Copy the records from the start through the line with "[195,121,291,185]", renaming "orange flame" to "red flame" and keeping everything else the same.
-- start DATA PROVIDED --
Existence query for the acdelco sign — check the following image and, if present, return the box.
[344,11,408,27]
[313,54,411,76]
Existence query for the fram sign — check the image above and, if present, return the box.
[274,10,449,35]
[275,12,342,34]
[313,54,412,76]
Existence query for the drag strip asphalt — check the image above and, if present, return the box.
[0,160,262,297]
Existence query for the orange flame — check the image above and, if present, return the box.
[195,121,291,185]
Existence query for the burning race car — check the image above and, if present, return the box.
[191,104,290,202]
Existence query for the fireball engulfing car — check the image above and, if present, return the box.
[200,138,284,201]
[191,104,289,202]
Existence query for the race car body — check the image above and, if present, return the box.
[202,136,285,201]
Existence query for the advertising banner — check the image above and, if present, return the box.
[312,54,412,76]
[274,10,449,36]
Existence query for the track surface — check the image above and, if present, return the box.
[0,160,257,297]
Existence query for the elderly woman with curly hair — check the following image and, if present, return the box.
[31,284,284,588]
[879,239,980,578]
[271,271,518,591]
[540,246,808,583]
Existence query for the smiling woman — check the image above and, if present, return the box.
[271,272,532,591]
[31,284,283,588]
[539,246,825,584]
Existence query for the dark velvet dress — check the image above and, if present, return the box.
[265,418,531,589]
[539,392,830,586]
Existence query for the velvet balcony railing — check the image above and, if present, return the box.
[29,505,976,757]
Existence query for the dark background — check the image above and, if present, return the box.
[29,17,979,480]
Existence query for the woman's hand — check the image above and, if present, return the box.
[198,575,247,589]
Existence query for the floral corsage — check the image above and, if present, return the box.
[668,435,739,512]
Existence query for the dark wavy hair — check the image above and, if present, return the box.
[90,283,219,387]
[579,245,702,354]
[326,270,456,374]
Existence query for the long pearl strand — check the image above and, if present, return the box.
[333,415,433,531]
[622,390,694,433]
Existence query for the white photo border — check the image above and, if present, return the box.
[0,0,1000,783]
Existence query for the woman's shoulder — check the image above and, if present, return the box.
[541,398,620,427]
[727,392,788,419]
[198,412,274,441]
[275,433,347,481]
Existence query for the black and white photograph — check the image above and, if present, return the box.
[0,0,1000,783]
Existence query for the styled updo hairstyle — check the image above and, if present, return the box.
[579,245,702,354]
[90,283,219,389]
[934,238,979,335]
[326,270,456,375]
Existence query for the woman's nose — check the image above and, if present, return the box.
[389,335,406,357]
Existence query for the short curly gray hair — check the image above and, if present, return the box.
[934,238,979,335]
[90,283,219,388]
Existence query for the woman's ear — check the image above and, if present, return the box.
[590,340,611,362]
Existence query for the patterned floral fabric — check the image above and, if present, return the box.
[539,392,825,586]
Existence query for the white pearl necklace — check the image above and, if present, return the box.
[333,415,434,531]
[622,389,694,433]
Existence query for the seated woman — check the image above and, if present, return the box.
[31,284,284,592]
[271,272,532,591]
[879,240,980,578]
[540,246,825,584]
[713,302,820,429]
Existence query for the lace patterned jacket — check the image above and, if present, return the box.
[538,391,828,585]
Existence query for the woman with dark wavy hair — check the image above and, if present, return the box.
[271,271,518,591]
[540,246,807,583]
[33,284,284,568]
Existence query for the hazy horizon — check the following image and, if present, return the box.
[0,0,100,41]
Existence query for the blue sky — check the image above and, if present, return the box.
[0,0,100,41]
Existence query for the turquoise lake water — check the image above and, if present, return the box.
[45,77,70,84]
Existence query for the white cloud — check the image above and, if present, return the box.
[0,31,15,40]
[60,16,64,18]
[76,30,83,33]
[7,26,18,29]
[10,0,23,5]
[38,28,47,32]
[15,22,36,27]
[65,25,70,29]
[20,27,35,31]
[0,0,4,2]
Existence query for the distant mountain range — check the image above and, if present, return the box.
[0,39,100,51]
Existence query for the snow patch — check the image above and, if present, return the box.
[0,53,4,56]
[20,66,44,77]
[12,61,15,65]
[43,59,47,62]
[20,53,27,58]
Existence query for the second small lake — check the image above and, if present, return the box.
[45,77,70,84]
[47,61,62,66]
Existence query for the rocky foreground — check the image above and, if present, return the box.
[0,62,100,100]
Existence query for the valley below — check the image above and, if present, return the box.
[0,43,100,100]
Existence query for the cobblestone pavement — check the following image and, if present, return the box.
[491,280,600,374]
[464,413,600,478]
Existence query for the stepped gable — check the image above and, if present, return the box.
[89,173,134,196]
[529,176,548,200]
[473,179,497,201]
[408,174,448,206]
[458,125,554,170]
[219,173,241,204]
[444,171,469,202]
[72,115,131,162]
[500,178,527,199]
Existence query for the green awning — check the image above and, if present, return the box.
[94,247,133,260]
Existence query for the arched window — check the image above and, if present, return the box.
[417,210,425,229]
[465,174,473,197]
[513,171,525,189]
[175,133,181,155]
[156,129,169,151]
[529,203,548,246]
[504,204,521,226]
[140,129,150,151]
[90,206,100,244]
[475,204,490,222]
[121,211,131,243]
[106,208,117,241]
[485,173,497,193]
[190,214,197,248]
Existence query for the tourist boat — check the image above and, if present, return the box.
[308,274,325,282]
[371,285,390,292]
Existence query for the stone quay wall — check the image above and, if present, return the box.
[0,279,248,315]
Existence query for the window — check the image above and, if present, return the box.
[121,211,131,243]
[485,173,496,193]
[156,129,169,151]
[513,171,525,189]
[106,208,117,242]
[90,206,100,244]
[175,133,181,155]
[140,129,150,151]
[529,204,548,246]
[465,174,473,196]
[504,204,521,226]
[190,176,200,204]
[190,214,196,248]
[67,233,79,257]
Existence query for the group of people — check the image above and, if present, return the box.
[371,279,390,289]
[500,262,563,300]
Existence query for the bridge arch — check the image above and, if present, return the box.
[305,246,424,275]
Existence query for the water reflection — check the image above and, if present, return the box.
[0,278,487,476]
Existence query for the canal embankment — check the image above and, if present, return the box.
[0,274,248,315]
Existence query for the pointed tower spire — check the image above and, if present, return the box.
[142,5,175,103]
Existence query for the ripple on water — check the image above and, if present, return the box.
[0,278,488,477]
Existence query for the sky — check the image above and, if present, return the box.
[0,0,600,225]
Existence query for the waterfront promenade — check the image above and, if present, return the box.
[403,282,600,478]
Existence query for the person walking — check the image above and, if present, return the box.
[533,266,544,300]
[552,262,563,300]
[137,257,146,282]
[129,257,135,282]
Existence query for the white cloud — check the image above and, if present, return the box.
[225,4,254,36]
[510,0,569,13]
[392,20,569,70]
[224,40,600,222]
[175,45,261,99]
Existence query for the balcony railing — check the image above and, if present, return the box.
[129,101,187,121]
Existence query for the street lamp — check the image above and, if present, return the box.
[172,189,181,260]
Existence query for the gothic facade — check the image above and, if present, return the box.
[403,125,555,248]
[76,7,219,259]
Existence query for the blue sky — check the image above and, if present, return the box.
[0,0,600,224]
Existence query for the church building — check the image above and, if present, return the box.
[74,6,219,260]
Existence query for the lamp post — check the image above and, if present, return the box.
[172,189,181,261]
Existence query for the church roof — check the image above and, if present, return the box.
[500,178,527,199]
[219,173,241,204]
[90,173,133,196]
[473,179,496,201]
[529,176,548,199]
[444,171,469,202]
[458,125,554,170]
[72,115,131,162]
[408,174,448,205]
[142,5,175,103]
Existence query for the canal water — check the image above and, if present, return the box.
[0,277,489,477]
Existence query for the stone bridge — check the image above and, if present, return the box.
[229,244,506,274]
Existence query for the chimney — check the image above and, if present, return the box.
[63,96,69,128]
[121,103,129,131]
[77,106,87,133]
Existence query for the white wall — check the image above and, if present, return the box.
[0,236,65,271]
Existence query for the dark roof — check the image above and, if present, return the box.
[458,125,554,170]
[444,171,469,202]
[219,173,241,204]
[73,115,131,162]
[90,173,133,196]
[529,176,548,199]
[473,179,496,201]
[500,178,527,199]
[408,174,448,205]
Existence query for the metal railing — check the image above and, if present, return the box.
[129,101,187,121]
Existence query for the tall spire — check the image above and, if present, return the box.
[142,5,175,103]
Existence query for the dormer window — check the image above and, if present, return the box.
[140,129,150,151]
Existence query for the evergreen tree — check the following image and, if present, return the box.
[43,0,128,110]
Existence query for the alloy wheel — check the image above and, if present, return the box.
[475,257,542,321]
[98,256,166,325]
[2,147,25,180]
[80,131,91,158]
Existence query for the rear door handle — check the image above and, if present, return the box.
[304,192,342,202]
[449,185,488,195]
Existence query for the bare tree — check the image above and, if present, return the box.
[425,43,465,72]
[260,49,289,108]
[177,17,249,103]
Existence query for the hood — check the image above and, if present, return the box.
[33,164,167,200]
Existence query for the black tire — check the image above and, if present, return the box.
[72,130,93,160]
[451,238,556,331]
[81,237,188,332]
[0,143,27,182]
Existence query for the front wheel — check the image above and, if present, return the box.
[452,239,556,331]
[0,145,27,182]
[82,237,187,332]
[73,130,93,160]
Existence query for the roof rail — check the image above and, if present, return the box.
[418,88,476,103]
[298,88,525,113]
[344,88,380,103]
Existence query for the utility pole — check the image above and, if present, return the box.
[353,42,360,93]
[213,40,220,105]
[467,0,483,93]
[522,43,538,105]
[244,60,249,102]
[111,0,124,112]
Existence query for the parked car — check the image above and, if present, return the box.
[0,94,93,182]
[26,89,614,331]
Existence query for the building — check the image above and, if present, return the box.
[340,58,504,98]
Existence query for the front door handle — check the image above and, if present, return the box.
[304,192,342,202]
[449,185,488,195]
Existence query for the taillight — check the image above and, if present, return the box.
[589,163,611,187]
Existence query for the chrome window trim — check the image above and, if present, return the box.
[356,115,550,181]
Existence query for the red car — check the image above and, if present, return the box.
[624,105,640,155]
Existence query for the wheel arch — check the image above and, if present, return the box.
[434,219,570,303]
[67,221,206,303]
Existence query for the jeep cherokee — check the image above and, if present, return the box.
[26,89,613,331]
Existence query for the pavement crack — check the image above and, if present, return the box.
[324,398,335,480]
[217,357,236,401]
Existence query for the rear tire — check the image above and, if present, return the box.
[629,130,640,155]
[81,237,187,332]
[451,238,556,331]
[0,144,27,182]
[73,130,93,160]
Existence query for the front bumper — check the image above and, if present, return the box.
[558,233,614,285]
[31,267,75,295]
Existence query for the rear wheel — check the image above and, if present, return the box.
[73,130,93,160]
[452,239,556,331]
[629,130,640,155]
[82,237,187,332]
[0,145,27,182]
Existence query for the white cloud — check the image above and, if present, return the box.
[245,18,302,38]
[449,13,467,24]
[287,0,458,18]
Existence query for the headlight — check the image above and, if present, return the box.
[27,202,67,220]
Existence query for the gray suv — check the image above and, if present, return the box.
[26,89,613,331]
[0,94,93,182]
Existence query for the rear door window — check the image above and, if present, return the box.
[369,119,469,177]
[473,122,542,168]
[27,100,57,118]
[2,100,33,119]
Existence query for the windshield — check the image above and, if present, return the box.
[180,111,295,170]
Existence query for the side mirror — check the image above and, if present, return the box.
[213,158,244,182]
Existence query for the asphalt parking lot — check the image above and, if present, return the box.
-- end DATA PROVIDED --
> **TASK ANSWER**
Existence query for the acdelco sign — check the following image and, if present, return the box.
[344,11,408,27]
[313,54,411,76]
Existence query for the fram sign — check the image above and, if present, return the box.
[274,10,449,35]
[275,12,342,34]
[313,54,412,76]
Existence query for the drag strip asphalt — check the image above and, if present, return the box.
[0,160,262,297]
Existence query for the red flame — check the image above and, if present, return the box.
[195,121,291,185]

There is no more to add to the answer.